## Saved entries
▶

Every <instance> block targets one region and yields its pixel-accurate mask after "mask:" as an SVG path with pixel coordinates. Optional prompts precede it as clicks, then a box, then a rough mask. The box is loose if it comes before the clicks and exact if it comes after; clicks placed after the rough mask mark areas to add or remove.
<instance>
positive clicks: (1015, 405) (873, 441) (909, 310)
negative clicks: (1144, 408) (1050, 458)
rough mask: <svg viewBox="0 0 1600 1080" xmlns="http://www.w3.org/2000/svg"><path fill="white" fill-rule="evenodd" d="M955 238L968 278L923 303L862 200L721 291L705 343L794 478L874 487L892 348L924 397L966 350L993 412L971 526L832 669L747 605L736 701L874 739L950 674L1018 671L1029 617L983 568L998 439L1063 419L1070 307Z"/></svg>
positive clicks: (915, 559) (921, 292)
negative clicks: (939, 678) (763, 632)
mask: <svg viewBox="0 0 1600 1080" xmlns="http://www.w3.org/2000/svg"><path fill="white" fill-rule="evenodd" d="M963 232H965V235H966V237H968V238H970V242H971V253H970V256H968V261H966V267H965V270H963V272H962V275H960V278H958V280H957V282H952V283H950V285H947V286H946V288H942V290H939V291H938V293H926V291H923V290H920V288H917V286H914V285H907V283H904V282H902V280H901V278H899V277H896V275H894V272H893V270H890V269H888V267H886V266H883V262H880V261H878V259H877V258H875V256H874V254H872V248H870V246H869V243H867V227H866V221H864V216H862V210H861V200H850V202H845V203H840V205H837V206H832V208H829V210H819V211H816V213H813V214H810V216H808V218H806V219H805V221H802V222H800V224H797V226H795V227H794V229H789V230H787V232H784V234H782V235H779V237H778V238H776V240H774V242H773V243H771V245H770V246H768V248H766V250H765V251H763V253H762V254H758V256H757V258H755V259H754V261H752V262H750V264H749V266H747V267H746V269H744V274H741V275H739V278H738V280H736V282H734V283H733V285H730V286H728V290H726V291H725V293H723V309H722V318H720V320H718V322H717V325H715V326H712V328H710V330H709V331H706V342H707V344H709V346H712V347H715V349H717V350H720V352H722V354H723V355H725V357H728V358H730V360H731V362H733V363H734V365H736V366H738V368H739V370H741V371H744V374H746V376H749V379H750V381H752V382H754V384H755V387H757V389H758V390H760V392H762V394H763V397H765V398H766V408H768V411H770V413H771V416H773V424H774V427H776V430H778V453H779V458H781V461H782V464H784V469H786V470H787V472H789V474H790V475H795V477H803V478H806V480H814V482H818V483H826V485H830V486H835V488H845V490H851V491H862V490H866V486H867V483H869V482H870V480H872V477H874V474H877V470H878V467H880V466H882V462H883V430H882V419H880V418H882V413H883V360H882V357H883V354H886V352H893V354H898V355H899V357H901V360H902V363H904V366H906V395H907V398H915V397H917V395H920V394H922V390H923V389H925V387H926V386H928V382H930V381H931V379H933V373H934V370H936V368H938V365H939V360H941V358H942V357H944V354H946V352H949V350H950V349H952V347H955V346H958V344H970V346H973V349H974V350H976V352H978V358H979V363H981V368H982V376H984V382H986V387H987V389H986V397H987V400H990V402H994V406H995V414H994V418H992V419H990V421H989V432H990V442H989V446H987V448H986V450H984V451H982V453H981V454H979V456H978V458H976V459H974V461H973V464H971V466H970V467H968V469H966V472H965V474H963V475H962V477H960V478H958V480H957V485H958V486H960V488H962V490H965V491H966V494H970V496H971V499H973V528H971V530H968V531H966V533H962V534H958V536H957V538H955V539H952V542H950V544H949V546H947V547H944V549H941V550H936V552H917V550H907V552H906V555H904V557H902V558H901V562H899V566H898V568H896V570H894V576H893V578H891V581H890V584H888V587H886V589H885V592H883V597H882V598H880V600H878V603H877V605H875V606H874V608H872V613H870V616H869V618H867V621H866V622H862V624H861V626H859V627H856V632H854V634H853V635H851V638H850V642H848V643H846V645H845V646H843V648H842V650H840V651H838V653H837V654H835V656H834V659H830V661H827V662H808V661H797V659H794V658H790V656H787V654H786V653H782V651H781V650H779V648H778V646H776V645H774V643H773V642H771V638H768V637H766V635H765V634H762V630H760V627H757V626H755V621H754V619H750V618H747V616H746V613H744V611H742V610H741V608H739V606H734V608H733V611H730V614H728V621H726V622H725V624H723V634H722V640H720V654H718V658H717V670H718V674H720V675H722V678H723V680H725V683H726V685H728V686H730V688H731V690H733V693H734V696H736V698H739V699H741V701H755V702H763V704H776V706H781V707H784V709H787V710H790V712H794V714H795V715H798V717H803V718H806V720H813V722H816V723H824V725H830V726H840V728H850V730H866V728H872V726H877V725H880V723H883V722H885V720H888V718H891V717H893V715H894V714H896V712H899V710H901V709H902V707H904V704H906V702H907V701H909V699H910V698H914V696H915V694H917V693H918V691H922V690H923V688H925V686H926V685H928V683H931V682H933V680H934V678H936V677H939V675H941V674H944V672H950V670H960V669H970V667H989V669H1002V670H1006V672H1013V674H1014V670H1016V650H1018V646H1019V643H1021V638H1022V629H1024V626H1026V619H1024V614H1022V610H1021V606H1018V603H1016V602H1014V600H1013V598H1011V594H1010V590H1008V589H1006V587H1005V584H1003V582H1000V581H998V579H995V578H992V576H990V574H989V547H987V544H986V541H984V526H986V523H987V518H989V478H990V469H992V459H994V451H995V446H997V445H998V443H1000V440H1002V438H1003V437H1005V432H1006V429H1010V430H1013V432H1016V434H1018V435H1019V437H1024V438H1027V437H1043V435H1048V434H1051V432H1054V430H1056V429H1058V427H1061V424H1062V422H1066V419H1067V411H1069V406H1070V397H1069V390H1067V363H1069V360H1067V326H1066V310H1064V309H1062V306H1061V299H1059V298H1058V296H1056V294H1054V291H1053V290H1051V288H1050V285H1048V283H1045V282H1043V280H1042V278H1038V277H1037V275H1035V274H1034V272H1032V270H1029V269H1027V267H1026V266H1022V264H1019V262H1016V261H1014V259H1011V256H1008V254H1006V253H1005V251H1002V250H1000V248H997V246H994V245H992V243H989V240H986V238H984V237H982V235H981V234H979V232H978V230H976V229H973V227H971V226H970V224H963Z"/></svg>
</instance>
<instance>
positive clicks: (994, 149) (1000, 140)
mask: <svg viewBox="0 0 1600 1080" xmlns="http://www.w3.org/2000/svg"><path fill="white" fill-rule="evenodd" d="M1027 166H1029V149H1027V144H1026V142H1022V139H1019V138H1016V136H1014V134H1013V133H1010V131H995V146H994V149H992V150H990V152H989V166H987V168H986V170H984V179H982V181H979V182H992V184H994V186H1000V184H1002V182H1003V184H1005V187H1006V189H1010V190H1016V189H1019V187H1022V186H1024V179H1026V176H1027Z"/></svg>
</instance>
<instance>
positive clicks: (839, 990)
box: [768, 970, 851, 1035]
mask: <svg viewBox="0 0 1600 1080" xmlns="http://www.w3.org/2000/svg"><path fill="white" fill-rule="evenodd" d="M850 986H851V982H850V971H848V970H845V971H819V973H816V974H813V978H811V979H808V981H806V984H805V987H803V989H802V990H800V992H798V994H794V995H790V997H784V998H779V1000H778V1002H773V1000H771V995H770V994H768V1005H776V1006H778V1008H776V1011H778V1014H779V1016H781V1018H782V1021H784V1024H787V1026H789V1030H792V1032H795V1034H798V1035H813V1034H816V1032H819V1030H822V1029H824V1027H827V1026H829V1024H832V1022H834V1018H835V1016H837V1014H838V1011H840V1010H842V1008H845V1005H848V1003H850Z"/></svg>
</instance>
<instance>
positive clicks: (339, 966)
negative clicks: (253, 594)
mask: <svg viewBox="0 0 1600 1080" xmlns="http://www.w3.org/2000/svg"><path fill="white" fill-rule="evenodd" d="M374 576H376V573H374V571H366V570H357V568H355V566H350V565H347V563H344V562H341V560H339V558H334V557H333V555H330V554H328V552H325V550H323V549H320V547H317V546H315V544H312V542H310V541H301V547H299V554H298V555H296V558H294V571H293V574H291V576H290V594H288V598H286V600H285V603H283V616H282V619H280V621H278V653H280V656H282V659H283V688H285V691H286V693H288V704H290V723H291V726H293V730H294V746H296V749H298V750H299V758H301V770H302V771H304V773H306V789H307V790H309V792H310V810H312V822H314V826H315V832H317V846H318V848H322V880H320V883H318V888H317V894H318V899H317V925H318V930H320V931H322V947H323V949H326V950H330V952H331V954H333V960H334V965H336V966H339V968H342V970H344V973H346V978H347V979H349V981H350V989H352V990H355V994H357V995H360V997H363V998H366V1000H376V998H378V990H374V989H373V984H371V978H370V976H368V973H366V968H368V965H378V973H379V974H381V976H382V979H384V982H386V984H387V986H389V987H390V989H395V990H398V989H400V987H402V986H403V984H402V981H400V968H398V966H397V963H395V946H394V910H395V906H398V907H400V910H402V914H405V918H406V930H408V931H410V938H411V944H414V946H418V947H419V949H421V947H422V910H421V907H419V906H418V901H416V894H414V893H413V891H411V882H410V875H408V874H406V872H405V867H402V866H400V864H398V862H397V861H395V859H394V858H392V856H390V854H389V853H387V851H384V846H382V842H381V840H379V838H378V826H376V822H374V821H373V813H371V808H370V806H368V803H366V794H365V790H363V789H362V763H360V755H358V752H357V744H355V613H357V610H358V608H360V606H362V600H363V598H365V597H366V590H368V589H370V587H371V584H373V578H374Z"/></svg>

◀

## PROBLEM REQUIREMENTS
There is a line with "positive clicks: (994, 149) (1000, 140)" and a line with "positive clicks: (339, 966)" above. Copy exactly those two lines and all lines between them, with nothing else.

## RESPONSE TO THIS TASK
positive clicks: (994, 149) (1000, 140)
mask: <svg viewBox="0 0 1600 1080" xmlns="http://www.w3.org/2000/svg"><path fill="white" fill-rule="evenodd" d="M1027 166H1029V149H1027V144H1026V142H1022V139H1019V138H1016V136H1014V134H1013V133H1010V131H995V146H994V149H992V150H990V152H989V166H987V168H986V170H984V179H982V181H979V182H992V184H994V186H1000V184H1002V182H1003V184H1005V187H1006V189H1010V190H1016V189H1019V187H1022V186H1024V179H1026V176H1027Z"/></svg>
</instance>
<instance>
positive clicks: (839, 990)
box: [768, 970, 851, 1035]
mask: <svg viewBox="0 0 1600 1080" xmlns="http://www.w3.org/2000/svg"><path fill="white" fill-rule="evenodd" d="M850 986H851V982H850V971H848V970H845V971H819V973H816V974H813V978H811V979H808V981H806V984H805V987H803V989H802V990H800V992H798V994H794V995H790V997H784V998H779V1000H778V1002H773V1000H771V995H770V994H768V1005H776V1006H778V1008H776V1011H778V1014H779V1016H781V1018H782V1021H784V1024H787V1026H789V1030H792V1032H795V1034H798V1035H813V1034H816V1032H819V1030H822V1029H824V1027H827V1026H829V1024H832V1022H834V1018H835V1016H837V1014H838V1011H840V1010H842V1008H845V1005H848V1003H850Z"/></svg>
</instance>
<instance>
positive clicks: (339, 966)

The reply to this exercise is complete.